Questa critica dei fondamenti della visione realistica della natura umana – una critica di cui sarebbe ingenuo trascurare gli elementi di forza – si conclude però con una visione che certo non potrà apparire convincente a molti, nella misura in cui ritiene che il mercato – come sfera capace di mettere pacificamente in relazione gli esseri umani – sia in grado di superare definitivamente lo Stato, la guerra e, in fondo, la stessa politica: «Se tutto questo è vero», scrive infatti Terni, «si può pensare alla comunità internazionale, di cui ciascuno di noi è un virtuale cittadino, come a una società senza Stato. O meglio, come a un’informale cosmopolis postmoderna, coincidente con un mercato globale, che è di per sé autore di una capillare e diffusa integrazione sociale. Una realtà in cui, in un futuro non così lontano, si dovrebbe poter fare a meno del classico dispositivo della sovranità e della metafora dello Stato-nave, a suo tempo proposta da Platone e poi riproposta da Bodin» (p. 115).

**ESTRATTI DI DATI:**
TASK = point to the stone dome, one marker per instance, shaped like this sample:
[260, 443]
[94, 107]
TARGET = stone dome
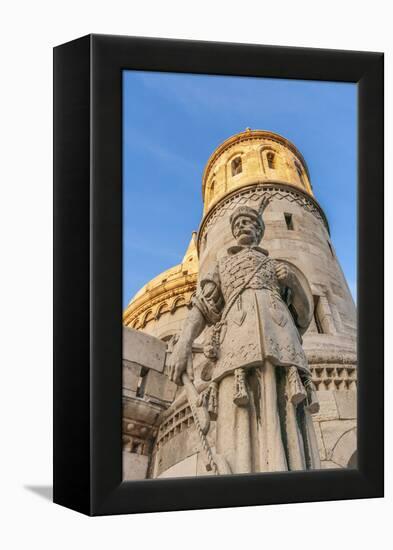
[253, 156]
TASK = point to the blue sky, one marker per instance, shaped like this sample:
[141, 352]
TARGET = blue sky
[172, 123]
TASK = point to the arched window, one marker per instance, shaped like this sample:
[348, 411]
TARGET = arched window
[271, 161]
[212, 187]
[300, 173]
[236, 166]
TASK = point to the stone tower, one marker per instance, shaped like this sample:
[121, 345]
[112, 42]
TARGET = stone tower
[159, 435]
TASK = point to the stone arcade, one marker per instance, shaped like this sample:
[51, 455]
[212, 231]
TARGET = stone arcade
[171, 430]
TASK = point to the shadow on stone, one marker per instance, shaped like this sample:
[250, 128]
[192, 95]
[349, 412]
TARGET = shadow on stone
[44, 491]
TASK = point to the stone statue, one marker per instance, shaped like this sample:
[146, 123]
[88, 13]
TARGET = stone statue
[260, 391]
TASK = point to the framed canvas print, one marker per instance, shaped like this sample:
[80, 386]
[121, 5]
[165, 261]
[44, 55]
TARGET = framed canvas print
[218, 302]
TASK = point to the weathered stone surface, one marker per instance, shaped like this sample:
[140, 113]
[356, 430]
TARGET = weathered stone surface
[185, 468]
[328, 407]
[131, 374]
[345, 448]
[346, 404]
[143, 349]
[332, 430]
[329, 465]
[134, 466]
[140, 410]
[321, 446]
[159, 386]
[167, 298]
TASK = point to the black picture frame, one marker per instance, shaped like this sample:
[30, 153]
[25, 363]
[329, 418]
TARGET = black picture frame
[88, 274]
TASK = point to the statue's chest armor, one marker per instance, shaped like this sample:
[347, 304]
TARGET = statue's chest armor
[246, 269]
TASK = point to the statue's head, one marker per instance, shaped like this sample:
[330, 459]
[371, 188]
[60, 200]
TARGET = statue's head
[247, 223]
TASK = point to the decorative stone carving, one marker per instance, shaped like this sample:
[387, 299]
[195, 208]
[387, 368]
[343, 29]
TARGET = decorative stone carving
[260, 374]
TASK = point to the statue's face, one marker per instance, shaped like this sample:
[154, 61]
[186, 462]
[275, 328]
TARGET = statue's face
[246, 231]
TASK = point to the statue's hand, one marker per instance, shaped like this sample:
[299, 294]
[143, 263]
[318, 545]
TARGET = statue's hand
[282, 272]
[181, 361]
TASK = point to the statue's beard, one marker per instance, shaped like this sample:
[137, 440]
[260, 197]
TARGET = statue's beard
[247, 238]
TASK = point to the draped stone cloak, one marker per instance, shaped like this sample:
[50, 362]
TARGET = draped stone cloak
[257, 323]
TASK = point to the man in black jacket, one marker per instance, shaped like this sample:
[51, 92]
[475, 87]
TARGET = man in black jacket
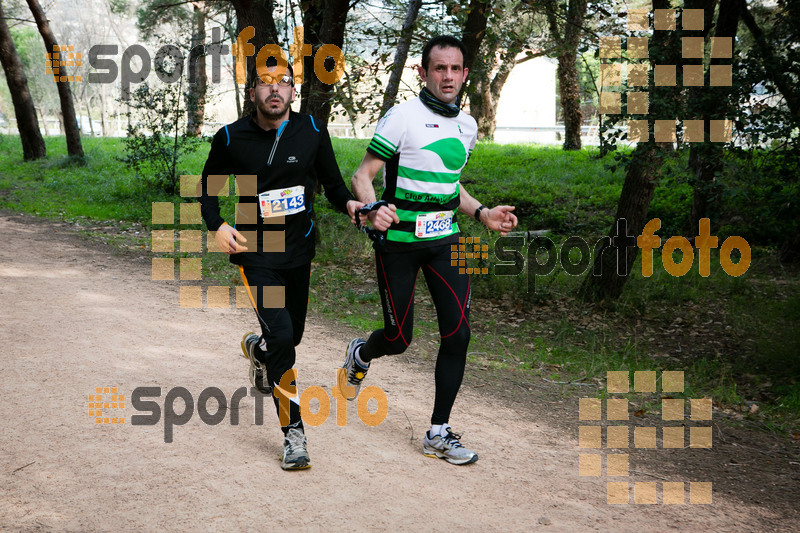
[278, 156]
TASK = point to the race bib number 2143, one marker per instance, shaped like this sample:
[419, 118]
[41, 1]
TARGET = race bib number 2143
[281, 202]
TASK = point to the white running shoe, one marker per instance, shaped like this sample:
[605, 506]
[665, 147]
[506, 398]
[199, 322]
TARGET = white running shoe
[448, 448]
[354, 373]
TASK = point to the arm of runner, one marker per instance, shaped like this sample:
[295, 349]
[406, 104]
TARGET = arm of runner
[331, 178]
[226, 237]
[499, 218]
[362, 188]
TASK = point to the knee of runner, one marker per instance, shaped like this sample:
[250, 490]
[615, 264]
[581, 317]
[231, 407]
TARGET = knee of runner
[398, 345]
[458, 341]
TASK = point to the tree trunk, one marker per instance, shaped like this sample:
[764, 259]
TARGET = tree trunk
[705, 159]
[568, 86]
[570, 93]
[44, 122]
[615, 256]
[103, 123]
[403, 44]
[772, 64]
[198, 82]
[475, 29]
[256, 13]
[32, 143]
[312, 26]
[319, 98]
[71, 130]
[484, 95]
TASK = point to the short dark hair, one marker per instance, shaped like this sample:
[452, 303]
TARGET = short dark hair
[271, 62]
[442, 41]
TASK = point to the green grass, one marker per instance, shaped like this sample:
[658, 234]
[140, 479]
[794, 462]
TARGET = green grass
[735, 338]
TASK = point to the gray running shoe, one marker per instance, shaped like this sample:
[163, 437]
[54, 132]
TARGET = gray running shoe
[448, 448]
[258, 374]
[295, 455]
[354, 373]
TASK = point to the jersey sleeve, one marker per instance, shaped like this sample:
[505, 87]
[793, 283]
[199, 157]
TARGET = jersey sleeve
[389, 135]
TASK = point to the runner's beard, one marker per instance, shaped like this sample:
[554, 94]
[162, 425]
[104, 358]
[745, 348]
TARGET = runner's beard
[268, 111]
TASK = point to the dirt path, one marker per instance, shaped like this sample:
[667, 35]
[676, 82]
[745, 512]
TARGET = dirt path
[75, 318]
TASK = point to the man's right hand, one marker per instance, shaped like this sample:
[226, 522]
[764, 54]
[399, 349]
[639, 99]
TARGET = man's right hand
[226, 237]
[384, 217]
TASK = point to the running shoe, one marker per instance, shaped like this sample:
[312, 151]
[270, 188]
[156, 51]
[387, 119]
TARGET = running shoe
[258, 374]
[354, 373]
[448, 448]
[295, 454]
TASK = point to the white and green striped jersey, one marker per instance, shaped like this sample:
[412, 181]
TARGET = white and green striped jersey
[425, 153]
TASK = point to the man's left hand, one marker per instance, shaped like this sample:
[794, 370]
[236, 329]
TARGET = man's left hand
[352, 207]
[500, 218]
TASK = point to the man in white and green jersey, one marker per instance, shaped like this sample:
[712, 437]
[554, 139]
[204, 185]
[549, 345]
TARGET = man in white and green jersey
[423, 145]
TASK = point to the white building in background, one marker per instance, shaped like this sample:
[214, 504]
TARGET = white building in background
[527, 108]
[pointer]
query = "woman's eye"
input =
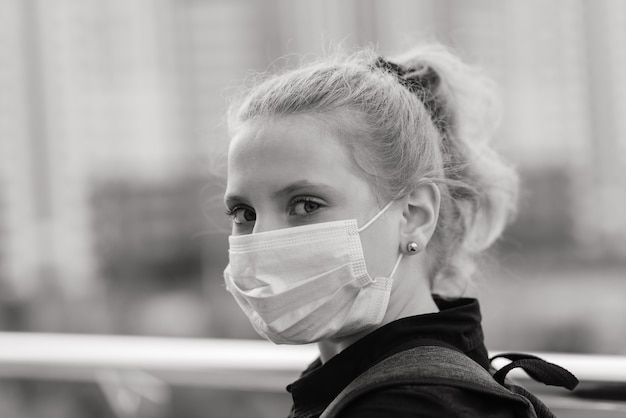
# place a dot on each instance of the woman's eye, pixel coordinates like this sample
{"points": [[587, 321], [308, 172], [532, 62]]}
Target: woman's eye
{"points": [[305, 207], [242, 215]]}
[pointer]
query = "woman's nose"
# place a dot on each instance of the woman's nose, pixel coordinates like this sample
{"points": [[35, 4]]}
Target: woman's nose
{"points": [[268, 223]]}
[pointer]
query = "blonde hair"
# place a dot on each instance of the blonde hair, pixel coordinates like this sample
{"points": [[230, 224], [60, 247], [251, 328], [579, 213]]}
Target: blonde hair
{"points": [[399, 136]]}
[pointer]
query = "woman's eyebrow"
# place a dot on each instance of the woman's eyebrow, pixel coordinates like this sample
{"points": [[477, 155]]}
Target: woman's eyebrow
{"points": [[231, 199], [300, 185]]}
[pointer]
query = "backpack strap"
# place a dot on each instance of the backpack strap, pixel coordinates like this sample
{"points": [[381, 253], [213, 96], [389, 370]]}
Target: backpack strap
{"points": [[427, 365]]}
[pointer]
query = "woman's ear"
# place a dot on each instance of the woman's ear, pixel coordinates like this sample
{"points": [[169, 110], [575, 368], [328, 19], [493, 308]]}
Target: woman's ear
{"points": [[420, 214]]}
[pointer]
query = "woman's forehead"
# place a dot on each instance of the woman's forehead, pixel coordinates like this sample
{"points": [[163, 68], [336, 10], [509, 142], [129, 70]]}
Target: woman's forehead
{"points": [[287, 150]]}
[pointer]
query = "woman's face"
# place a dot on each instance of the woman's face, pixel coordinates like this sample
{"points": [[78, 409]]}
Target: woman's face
{"points": [[291, 172]]}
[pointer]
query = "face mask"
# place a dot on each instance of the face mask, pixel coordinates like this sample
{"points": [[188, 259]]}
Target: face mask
{"points": [[308, 283]]}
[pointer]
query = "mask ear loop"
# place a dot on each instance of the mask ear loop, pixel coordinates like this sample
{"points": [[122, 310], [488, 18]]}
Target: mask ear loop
{"points": [[371, 221], [395, 266]]}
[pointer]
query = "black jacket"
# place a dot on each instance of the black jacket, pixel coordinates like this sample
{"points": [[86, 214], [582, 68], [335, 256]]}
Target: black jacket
{"points": [[457, 325]]}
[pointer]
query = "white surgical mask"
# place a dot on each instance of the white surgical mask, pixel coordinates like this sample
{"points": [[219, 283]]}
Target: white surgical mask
{"points": [[308, 283]]}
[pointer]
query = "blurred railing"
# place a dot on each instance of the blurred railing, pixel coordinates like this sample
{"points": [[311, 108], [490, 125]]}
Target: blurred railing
{"points": [[146, 366]]}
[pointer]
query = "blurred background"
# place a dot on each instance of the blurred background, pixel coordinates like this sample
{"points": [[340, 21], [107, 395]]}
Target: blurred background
{"points": [[112, 116]]}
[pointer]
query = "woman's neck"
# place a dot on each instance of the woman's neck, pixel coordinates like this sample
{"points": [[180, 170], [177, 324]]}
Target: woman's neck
{"points": [[410, 296]]}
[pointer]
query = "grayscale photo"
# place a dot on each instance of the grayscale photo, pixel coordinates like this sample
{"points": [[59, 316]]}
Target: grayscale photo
{"points": [[312, 209]]}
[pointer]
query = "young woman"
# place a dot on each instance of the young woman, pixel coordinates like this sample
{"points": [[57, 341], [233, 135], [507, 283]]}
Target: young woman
{"points": [[361, 191]]}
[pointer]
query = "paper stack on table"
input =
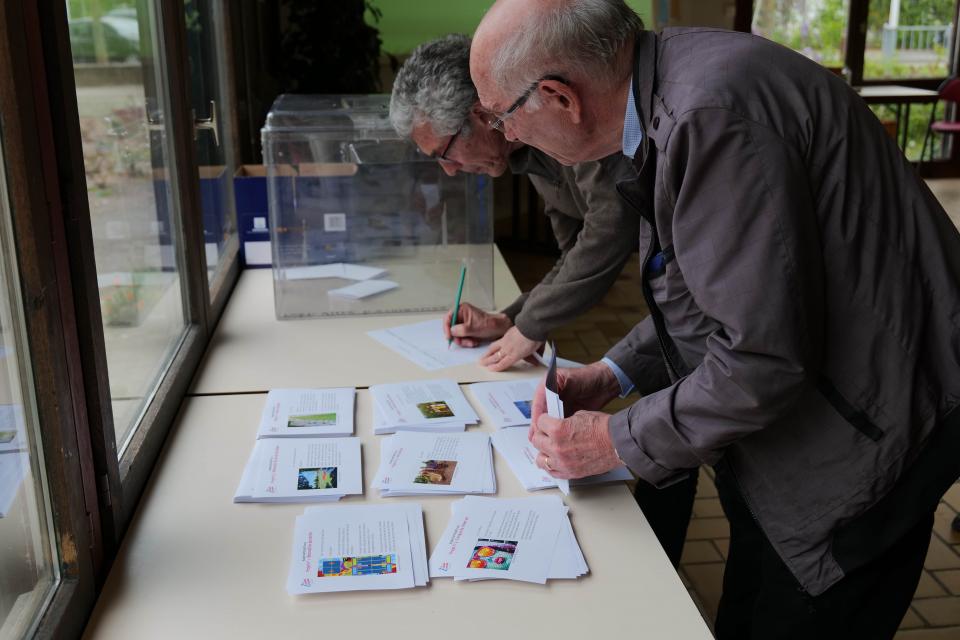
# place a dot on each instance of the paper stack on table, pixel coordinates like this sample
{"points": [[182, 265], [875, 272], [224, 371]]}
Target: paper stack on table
{"points": [[362, 547], [427, 405], [521, 456], [528, 539], [423, 344], [301, 470], [307, 412], [507, 402], [441, 464]]}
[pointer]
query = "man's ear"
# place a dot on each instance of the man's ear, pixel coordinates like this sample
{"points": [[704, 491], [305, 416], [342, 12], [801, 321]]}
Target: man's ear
{"points": [[561, 95]]}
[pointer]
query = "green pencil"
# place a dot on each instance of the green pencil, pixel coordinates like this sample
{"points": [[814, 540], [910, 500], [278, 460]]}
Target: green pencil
{"points": [[456, 303]]}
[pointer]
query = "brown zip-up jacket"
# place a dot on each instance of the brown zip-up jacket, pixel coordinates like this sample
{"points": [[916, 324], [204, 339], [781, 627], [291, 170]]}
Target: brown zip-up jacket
{"points": [[808, 295], [594, 227]]}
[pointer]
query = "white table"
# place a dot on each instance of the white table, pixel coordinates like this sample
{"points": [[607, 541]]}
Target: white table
{"points": [[252, 351], [195, 565]]}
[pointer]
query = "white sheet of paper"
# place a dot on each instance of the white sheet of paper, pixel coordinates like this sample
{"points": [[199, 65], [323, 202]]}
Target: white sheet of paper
{"points": [[521, 456], [507, 402], [13, 436], [301, 470], [363, 289], [423, 344], [422, 463], [422, 403], [353, 548], [334, 270], [307, 413], [511, 539]]}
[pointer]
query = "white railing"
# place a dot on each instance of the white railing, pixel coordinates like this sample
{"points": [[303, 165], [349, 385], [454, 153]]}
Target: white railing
{"points": [[916, 38]]}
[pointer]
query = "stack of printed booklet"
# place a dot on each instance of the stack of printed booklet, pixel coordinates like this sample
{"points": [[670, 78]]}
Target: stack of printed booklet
{"points": [[427, 405], [297, 457], [358, 547], [528, 539], [435, 464]]}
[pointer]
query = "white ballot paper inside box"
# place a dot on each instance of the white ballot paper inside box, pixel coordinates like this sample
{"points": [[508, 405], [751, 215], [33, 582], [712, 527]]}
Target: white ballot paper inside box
{"points": [[526, 539], [363, 547], [301, 470], [423, 344], [307, 412], [507, 402], [515, 447], [554, 403], [427, 405], [426, 463]]}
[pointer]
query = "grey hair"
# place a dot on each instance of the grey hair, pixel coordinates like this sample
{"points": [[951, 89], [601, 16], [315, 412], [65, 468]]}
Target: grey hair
{"points": [[579, 39], [434, 87]]}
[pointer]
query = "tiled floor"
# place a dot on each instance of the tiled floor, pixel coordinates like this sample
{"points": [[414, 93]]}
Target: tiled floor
{"points": [[935, 612]]}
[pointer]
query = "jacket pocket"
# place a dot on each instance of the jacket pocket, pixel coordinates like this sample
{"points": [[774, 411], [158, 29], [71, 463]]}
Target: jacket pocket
{"points": [[858, 419]]}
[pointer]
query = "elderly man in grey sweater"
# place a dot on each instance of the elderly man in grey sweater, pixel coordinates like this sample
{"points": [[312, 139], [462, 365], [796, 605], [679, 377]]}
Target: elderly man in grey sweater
{"points": [[435, 103], [804, 288]]}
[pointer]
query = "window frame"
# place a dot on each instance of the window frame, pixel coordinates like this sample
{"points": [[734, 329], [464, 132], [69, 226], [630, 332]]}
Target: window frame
{"points": [[93, 493]]}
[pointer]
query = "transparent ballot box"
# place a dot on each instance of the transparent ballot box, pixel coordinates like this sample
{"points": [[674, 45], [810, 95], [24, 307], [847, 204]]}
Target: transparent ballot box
{"points": [[361, 222]]}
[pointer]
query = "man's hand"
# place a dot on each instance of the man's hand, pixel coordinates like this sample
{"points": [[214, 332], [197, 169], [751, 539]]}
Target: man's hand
{"points": [[575, 447], [507, 351], [590, 388], [474, 325]]}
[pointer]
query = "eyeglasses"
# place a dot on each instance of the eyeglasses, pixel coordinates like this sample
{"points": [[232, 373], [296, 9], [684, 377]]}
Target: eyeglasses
{"points": [[443, 156], [522, 100]]}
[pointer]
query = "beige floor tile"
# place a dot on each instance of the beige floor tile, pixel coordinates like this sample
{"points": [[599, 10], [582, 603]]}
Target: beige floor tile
{"points": [[928, 587], [707, 508], [708, 529], [698, 552], [912, 621], [953, 497], [928, 634], [939, 612], [950, 579], [941, 556], [705, 486], [707, 581], [723, 546], [943, 524]]}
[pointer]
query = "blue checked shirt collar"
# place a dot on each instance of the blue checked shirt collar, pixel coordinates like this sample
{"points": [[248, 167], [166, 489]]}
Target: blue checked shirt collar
{"points": [[632, 130]]}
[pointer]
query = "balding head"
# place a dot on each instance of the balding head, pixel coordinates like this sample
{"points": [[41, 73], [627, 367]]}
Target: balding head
{"points": [[519, 41], [557, 72]]}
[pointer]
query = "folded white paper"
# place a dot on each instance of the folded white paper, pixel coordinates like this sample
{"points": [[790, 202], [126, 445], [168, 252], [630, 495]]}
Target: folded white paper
{"points": [[307, 412], [423, 344], [364, 289], [301, 470]]}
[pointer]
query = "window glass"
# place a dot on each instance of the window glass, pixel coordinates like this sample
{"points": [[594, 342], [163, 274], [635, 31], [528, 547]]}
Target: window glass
{"points": [[908, 39], [133, 209], [28, 571], [815, 28]]}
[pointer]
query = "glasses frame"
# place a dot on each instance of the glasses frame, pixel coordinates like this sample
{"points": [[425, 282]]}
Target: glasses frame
{"points": [[522, 100]]}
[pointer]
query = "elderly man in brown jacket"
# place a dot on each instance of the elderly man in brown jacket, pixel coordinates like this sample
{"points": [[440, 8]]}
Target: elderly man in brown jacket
{"points": [[804, 287], [435, 104]]}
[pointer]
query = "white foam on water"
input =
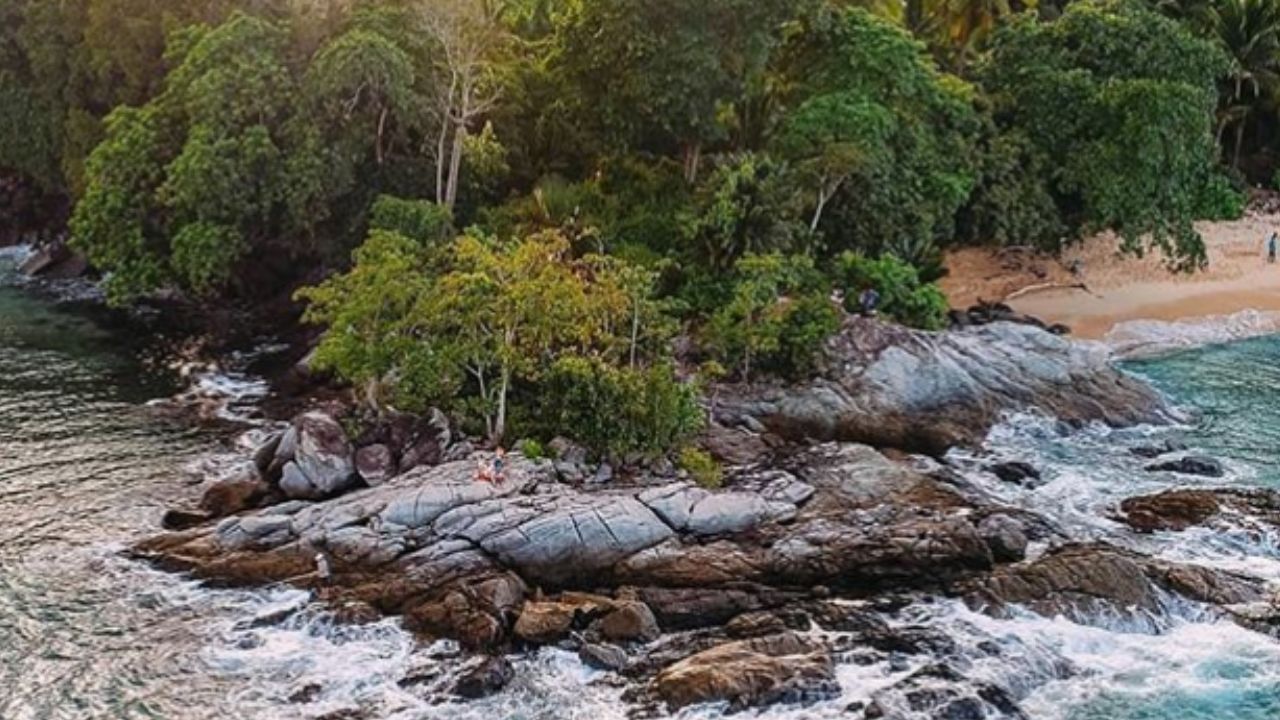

**COMPITO:** Prosegui il testo sulla critica della visione realistica della natura umana, ripartendo dopo la citazione di Terni che chiude con «(p. 115)».

**RISPOSTA:**
Anche se l’idea dello «Stato disaggregato» appare interessante, e meritevole di approfondimento, è scontato che proprio la tesi sul tramonto del ‘politico’ debba lasciare piuttosto perplessi quantomeno coloro che – pur senza celebrare lo Stato-potenza – continuano a ritrovare un nucleo di verità nelle vecchie tesi del realismo politico. E, d’altro canto, anche se il mondo di oggi appare davvero molto simile a quel «nuovo Medio Evo» di cui scrisse Hedley Bull negli anni Settanta, le parole di Terni non possono non suonare almeno un po’ troppo in anticipo rispetto alla realtà dei conflitti che crescono attorno al Vecchio continente, raggiungendo vette di violenza raccapriccianti. Un rischio di queste letture è naturalmente quello di sottovalutare i rischi effettivi, e di immaginare il futuro in modo del tutto irrealistico. Ma un rischio forse ancora più rilevante è di suggerire una chiave interpretativa destinata a produrre risultati esattamente opposti rispetto a quelli che si auspicano. Certo, se si pensa che tutti gli Stati pensino solo ad accrescere la loro potenza, si finisce sempre col preparare una guerra. Ma se si pensa che il mondo sia destinato a diventare pacifico, che possa essere governato solo da relazioni commerciali, che il ‘politico’ sia definitivamente superato, che l’uomo delle foreste di Hobbes sia solo un relitto del passato, il rischio è invece di interpretare ogni conflitto reale che si presenta sulla scena come una riemersione del passato, come l’escrescenza di un retaggio arcaico, come una malattia che deve essere curata con strumenti adeguati. E, allora, la conseguenza è di considerare i nemici come ‘eccezioni’ sulla via del progresso, come ‘folli’ che nulla hanno da spartire con il consorzio civile. Col risultato che diventa quasi inevitabile imbarcarsi, ancora una volta, nell’«ultima guerra del genere umano».